Исходный текст:
Шрифт:
Интервал:
Закладка:
„Если бы не было массового повстанческого движения 20-х гг., Москва не организовала бы уничтожения в 1932–1933 гг. 10 миллионов крестьян…“[356] — говорит о трагедии украинского селянства глава ассоциации наследников голодомора Л. Г. Лукьяненко. Наследники жертв вовлечены в пропагандистскую кампанию, организаторы которой не заинтересованы в поиске реальных причин и масштабов трагедии. На Украине почти официальной стала точка зрения, в соответствии с которой Сталин специально устроил голод, чтобы „отмстить“ украинцам за повстанчество прошлых лет и покарать за повстанческие настроения. Правда, к 1932 г. активное сопротивление крестьян коллективизации уже было сломлено. Пропагандистское построение о том, что „Москва“ стремилась покарать украинцев за повстанчество начала 20-х гг. опровергается просто — от голода пострадали и те районы, где повстанчество в 20-е гг. было скромным (Казахстан), а вот Тамбовщина, прославившаяся Антоновщиной, пострадала куда меньше, чем Казахстан. У голода 1932–1933 гг. и повстанчества общая причина. Государство стремилось получить максимум хлеба в производящих регионах. В 20-е гг. это вызывало вооруженное сопротивление, а в 30-е гг. сопротивление было сломлено, государство вырвало хлеб у обессиленного населения для своих нужд, и разразился голод.
Нет доказательств того, что какие-то действия власти были направлены специально против украинцев. Среди пострадавших регионов — и российские Воронежская, Курская, Свердловская, Челябинская, Обско-Иртышская области, Азово-черноморский и Северный края, Поволжье, Северный Кавказ и Казахстан.

Задание A: Какой регион, прославившийся Антоновщиной, согласно исходному тексту пострадал от голода куда меньше, чем Казахстан?
Задание B: Выпишите из исходного текста дословно фрагмент от «Нет доказательств того, что» до «Кавказ и Казахстан.».
Опирайтесь только на исходный текст.

Предоставленные данные:
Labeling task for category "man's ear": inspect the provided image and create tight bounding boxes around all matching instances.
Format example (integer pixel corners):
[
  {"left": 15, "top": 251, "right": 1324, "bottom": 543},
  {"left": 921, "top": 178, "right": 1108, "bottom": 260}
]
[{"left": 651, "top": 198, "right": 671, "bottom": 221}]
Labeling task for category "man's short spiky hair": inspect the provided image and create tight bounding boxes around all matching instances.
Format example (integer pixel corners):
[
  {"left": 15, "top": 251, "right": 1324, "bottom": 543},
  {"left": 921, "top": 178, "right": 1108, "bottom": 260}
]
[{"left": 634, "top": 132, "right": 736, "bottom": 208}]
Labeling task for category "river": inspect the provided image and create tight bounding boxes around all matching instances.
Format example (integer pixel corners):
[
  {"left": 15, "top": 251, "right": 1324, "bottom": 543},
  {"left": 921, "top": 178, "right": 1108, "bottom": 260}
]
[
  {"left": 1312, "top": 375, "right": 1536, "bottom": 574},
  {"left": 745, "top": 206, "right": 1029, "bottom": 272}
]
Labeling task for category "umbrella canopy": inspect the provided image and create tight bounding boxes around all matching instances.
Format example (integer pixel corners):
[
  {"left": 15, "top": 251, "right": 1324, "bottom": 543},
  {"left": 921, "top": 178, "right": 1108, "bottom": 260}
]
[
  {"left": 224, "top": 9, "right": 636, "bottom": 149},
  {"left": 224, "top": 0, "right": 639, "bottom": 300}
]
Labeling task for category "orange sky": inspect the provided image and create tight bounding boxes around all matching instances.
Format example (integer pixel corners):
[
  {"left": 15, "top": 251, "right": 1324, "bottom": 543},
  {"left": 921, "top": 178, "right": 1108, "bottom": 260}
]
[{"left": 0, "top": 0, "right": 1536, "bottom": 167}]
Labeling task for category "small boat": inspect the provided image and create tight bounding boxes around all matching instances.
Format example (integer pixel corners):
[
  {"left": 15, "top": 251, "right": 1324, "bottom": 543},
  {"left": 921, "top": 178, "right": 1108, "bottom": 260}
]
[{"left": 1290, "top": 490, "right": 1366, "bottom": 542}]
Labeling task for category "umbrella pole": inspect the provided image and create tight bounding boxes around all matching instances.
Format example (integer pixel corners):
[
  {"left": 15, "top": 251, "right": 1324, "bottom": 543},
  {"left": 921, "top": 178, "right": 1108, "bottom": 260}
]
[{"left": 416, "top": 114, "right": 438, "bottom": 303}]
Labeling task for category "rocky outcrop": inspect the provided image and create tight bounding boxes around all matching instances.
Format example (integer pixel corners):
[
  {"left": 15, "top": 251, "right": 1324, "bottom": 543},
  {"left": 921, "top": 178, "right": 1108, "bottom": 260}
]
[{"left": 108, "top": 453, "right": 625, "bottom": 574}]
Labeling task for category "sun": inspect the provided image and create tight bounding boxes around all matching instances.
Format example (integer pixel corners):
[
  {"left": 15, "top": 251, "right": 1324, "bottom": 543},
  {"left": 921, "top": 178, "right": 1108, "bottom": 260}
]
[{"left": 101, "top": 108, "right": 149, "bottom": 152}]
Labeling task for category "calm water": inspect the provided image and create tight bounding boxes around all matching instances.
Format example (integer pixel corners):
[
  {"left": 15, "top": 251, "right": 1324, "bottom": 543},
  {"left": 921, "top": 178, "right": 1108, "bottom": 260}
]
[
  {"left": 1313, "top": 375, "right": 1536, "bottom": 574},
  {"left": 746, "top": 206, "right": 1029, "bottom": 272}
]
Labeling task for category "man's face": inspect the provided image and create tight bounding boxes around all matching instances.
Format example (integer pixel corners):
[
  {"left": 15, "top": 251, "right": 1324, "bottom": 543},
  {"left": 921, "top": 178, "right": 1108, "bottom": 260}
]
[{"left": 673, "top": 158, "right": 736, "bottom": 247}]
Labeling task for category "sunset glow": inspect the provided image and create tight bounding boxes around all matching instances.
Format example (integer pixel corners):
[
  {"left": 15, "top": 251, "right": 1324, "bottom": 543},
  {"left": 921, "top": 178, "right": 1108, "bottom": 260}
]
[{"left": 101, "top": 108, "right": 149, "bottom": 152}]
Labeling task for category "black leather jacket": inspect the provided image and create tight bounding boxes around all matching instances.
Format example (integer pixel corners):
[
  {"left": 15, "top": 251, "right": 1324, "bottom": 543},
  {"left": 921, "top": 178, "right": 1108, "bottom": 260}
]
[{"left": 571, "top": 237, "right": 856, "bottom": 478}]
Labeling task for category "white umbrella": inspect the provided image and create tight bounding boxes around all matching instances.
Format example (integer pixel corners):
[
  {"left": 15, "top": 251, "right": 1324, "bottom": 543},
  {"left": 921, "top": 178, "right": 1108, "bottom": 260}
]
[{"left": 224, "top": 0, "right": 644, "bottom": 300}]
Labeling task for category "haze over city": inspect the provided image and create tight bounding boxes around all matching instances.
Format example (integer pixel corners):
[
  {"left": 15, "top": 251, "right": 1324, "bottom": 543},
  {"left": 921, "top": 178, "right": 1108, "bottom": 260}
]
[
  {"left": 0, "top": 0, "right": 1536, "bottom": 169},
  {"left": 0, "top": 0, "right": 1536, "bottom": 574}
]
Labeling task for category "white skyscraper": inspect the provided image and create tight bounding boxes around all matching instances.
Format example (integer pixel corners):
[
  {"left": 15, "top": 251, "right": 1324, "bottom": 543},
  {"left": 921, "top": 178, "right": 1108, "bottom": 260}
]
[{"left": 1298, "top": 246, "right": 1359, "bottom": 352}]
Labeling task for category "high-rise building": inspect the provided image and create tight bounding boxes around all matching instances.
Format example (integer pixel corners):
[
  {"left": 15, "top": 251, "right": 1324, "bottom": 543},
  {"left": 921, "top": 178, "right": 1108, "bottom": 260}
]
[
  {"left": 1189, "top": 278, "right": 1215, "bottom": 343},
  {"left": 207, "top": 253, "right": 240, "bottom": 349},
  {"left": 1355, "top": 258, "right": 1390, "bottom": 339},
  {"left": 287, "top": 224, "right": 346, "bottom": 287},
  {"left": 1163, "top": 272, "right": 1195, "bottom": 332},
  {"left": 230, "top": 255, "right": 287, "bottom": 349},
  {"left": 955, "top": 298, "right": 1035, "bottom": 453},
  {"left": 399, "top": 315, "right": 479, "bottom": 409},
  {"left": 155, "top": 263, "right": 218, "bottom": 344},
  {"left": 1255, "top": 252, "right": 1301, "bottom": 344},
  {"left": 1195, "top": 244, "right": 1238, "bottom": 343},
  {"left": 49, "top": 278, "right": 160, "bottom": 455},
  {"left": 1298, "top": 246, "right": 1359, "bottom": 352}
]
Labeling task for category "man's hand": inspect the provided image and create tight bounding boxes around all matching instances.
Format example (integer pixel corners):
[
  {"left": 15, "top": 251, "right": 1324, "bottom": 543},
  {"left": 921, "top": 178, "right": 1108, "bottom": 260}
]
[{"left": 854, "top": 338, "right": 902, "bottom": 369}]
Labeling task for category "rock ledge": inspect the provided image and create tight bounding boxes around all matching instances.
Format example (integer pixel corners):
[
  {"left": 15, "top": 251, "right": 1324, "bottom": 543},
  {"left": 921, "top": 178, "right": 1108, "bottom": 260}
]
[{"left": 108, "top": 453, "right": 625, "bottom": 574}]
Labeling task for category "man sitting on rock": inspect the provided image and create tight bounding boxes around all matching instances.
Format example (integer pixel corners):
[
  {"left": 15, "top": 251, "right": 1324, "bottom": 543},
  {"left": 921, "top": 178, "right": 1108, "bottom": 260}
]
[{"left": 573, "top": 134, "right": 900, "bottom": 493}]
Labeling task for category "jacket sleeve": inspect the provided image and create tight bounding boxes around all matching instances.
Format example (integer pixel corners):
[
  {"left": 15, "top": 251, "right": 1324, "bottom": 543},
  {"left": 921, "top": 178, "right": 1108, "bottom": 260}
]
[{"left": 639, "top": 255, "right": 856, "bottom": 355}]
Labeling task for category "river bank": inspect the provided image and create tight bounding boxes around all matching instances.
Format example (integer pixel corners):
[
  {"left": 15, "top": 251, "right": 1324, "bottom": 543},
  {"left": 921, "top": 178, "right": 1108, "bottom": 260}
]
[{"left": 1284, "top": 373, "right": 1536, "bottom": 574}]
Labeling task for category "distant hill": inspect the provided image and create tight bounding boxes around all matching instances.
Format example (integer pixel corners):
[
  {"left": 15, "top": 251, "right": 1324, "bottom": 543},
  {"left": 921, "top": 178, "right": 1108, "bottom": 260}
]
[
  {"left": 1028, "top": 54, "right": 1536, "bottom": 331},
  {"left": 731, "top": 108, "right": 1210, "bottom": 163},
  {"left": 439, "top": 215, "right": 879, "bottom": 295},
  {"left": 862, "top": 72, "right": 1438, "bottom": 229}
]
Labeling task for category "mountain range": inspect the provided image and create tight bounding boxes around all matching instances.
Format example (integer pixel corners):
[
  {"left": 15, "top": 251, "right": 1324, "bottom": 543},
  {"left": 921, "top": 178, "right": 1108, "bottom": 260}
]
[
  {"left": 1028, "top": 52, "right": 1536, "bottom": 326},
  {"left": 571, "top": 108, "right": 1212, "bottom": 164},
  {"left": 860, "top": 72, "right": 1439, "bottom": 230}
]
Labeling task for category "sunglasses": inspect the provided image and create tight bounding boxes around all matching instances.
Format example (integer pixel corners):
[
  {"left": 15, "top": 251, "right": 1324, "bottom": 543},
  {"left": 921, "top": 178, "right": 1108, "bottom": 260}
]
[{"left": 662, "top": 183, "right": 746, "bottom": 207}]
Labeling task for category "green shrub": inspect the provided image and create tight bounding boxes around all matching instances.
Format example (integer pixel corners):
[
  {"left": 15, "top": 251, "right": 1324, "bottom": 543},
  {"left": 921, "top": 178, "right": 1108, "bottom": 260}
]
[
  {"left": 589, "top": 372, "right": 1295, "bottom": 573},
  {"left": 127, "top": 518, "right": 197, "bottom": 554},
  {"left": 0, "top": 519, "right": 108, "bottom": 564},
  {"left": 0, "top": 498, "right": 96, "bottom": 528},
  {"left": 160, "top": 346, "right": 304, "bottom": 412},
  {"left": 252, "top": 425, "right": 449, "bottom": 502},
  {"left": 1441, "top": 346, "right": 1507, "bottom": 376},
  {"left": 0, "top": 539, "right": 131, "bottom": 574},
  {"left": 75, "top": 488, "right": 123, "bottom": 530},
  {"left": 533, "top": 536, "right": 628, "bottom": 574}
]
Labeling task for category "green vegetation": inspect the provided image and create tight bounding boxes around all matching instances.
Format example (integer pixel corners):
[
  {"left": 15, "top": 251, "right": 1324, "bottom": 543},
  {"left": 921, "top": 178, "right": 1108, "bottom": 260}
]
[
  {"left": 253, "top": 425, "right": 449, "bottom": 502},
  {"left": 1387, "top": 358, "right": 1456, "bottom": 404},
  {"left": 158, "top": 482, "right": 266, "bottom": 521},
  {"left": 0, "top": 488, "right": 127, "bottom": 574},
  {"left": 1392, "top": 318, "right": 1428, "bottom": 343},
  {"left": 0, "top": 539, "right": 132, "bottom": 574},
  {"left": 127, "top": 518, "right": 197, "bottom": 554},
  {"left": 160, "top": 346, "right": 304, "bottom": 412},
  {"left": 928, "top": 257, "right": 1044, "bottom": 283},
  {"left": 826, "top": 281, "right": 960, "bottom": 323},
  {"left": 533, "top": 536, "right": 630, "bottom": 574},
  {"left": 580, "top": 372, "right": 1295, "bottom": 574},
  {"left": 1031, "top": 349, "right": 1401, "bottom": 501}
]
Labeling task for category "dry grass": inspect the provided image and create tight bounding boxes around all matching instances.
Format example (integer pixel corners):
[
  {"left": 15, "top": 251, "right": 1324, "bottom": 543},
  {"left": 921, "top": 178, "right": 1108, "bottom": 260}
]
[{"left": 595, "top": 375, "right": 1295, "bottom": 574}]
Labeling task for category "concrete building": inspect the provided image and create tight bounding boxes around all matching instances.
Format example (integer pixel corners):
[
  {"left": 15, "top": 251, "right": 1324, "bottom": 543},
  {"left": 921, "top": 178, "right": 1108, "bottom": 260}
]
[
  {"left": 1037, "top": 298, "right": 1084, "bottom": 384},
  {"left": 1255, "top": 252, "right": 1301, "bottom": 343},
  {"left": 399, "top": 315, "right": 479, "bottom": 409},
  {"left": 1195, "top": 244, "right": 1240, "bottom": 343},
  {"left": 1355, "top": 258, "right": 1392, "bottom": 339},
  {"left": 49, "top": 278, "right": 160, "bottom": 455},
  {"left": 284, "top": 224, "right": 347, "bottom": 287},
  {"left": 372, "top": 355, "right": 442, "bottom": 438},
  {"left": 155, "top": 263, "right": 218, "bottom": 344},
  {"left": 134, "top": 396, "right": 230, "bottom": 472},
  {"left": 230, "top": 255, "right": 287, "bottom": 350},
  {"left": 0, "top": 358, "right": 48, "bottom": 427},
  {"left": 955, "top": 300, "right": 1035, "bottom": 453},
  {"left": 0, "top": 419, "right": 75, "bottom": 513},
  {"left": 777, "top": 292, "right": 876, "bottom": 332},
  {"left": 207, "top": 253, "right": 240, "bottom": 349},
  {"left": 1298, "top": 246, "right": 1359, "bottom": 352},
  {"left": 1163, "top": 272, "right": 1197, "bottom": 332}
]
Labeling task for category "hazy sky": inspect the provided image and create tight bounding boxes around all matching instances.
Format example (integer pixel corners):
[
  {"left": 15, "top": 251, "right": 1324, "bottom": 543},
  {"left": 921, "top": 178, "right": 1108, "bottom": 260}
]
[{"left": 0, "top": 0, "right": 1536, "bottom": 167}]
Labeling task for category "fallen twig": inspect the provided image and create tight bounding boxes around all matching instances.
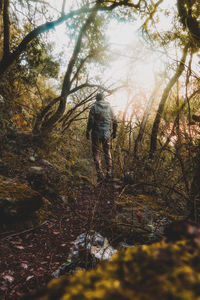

Ответ на задание A: Тамбовщина.

Ответ на задание B:
Нет доказательств того, что какие-то действия власти были направлены специально против украинцев. Среди пострадавших регионов — и российские Воронежская, Курская, Свердловская, Челябинская, Обско-Иртышская области, Азово-черноморский и Северный края, Поволжье, Северный Кавказ и Казахстан.